____ Data shown
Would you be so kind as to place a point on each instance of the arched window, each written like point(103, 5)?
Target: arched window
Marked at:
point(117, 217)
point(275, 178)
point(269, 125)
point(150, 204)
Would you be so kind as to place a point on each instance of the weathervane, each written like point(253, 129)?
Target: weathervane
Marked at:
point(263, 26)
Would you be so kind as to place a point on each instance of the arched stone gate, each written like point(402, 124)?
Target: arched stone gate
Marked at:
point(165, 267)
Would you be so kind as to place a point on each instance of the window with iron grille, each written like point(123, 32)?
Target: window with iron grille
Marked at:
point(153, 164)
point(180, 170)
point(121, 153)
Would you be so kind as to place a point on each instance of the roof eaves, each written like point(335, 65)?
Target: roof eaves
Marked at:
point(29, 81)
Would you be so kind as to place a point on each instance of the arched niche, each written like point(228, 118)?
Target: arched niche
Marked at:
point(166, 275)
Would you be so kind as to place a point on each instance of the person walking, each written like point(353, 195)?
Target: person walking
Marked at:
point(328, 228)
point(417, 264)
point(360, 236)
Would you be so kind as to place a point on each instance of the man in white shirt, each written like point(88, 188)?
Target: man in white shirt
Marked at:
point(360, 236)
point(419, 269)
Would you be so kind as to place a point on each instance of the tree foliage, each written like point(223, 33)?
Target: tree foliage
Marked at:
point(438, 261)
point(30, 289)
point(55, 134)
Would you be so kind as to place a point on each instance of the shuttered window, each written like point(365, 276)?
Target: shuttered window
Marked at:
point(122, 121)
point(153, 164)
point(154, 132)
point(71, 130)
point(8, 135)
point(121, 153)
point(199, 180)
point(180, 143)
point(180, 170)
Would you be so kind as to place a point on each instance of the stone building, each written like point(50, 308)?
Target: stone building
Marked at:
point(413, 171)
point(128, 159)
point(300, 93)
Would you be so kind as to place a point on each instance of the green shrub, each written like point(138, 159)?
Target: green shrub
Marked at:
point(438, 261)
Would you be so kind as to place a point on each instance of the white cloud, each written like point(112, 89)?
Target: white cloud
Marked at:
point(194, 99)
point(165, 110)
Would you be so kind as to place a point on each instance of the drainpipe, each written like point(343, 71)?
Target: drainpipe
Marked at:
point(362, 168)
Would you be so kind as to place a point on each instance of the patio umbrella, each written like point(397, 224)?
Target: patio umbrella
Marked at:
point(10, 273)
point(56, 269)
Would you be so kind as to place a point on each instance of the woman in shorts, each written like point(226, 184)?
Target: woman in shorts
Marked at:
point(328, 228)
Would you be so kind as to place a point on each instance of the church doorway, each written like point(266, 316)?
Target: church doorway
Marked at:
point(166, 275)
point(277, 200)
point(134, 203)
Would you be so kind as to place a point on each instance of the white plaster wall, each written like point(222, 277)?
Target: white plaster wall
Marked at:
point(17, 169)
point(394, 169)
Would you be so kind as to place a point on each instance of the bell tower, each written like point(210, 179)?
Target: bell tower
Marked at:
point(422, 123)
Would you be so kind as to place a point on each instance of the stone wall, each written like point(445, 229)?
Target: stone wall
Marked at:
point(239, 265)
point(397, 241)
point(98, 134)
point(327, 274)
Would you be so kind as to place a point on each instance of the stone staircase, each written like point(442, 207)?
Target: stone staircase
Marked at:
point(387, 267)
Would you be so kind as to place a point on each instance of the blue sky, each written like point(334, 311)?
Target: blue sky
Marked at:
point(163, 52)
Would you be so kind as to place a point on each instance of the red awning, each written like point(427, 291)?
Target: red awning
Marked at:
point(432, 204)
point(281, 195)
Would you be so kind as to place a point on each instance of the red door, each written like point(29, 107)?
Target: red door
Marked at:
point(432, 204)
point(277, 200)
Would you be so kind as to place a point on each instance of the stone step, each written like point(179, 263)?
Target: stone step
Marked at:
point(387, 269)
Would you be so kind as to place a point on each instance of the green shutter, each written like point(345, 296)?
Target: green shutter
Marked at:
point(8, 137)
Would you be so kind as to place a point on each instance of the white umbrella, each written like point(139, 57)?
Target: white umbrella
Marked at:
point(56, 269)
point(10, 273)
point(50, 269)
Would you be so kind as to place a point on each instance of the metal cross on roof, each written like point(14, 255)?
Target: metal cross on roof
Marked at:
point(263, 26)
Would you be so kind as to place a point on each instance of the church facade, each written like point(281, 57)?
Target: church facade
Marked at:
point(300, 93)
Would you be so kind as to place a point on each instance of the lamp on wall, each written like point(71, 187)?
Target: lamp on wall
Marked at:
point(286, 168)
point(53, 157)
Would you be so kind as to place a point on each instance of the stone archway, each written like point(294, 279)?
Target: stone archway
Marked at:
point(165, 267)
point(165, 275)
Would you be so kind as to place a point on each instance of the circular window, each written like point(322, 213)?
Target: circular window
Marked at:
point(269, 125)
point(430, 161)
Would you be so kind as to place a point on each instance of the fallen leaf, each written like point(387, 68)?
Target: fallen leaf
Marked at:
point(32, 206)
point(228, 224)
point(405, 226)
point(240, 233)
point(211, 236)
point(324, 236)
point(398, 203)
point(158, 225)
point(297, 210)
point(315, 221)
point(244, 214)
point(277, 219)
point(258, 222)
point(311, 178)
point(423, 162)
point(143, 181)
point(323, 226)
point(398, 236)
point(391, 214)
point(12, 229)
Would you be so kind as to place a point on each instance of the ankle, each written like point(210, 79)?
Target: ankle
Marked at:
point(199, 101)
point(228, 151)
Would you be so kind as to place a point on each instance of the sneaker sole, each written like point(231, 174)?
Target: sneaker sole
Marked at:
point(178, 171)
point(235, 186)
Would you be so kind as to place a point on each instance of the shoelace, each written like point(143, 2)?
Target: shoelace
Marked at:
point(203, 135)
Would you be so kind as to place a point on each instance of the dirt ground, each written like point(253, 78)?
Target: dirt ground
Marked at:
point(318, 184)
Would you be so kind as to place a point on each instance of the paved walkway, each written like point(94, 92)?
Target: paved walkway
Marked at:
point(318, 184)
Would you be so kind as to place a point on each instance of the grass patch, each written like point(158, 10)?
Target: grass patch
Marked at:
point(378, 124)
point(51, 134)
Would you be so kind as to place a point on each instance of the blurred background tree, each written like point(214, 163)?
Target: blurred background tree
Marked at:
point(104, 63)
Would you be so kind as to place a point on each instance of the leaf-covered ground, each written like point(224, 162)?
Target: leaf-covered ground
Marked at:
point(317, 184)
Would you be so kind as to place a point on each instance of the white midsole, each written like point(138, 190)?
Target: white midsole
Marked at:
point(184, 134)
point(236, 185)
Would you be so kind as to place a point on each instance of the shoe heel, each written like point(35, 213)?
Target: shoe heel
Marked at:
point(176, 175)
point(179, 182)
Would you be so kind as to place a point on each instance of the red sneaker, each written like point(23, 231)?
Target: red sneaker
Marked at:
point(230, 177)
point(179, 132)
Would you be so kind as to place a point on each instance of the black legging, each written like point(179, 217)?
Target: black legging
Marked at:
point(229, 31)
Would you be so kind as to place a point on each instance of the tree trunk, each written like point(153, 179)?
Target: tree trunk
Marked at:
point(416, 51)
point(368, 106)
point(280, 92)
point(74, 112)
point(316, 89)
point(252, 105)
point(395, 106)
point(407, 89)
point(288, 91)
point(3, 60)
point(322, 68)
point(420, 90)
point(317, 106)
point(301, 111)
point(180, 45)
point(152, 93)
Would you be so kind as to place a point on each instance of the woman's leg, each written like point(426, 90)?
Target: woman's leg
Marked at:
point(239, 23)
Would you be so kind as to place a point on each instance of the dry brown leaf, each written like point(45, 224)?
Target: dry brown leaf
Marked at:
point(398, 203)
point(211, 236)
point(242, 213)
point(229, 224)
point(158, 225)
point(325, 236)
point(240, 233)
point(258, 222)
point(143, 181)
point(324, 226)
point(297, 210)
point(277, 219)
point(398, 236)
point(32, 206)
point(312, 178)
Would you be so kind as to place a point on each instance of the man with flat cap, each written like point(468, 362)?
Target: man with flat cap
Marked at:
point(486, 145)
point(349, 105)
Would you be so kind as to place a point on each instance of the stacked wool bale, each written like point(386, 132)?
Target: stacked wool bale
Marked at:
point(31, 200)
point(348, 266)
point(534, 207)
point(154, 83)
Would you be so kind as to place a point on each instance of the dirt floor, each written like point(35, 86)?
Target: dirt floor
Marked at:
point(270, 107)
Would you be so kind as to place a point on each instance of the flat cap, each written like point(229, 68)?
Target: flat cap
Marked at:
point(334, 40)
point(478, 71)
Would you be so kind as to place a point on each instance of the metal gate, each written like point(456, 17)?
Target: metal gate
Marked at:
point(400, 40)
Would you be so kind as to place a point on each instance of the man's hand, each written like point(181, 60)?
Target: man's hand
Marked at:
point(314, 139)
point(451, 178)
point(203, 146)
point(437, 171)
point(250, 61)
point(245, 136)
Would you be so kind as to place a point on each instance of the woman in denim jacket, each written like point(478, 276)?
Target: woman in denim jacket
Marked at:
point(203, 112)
________
:: What this task involves ::
Please copy out the records from the line with "like point(35, 86)?" to the line with "point(270, 107)", both included, and shift each marked answer coordinate by adding 133 to both of its numbers. Leave the request lines and their sample points unchanged.

:: Problem solution ::
Would you be so kind as to place a point on each instance of the dirt floor, each written like point(35, 86)?
Target: dirt floor
Marked at:
point(403, 240)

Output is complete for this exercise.